▸ Source excerpt:

** begin **

Bollard Force

The load and effort force in a rope

Bollards is common on quays in and are used when mooring ships and boats.

The effort force in a rope can be calculated

S = F e^-μα (1)

where

S = effort force in the rope (N)

F = load (N)

e = 2.718..

μ = friction coefficient (aprox. 0.3 - 0.5 is common for a rope around a steel or cast iron bollard)

α = angle where the rope is in contact with the bollard (radians) 

Angle - turns, degrees and radians

• 1/4 turn : 90 degrees => α = 1/2 π
• 1/2 turn : 180 degrees => α = π
• 1 turn : 360 degrees => α = 2π
• 2 turns : 720 degrees => α = 4π

Example - A rope with one turn around the bollard

With a friction coefficient of 0.5 the effort force in the rope can be calculated as

S = F e^{-0.5 2π}

    = 0.043 F (N)

** end **

▸ Short exercise a:
Copy the listing below word for word, beginning at the line that has "target | concrete path" and stopping after its final line. Leave the pictures out.

▸ Extracted information:
** begin **

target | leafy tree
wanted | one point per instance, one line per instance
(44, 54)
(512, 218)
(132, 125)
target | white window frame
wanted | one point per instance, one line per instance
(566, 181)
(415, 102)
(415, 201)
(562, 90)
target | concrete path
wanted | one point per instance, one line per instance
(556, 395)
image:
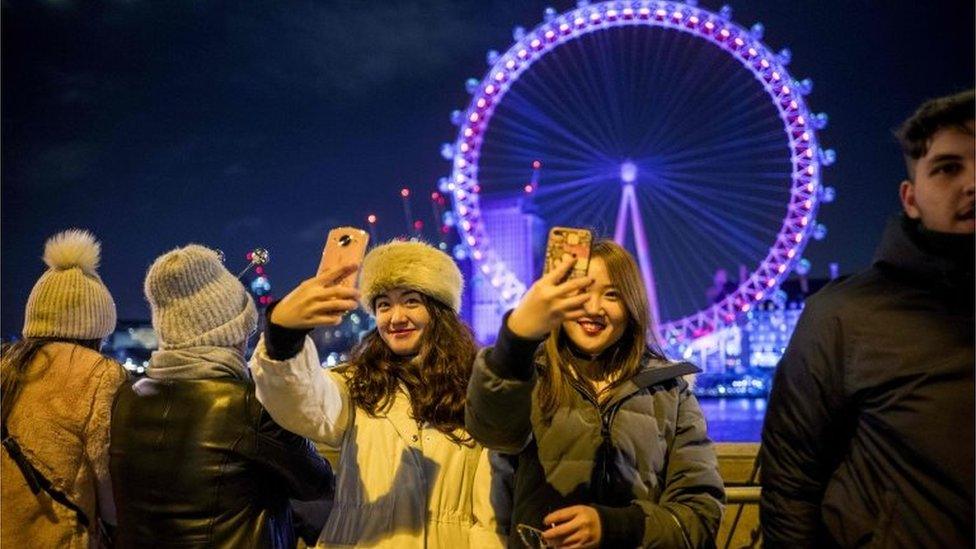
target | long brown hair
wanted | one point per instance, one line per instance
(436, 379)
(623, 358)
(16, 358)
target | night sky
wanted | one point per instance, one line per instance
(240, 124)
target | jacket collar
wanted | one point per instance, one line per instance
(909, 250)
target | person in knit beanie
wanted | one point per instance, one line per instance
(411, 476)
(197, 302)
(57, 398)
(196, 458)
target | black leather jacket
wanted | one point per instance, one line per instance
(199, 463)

** end **

▸ Short exercise b:
In the bollard force text, what friction coefficient range is common for a rope around a steel or cast iron bollard?

▸ Result a:
target | concrete path
wanted | one point per instance, one line per instance
(556, 395)
image:
target | long brown hair
wanted | one point per instance, one line per instance
(436, 379)
(623, 358)
(16, 358)
target | night sky
wanted | one point per instance, one line per instance
(240, 124)
target | jacket collar
wanted | one point per instance, one line per instance
(909, 250)
target | person in knit beanie
wanted | one point per instance, one line per instance
(411, 476)
(197, 302)
(57, 398)
(196, 458)
target | black leather jacket
wanted | one point per instance, one line per instance
(199, 463)

▸ Result b:
Approximately 0.3 to 0.5.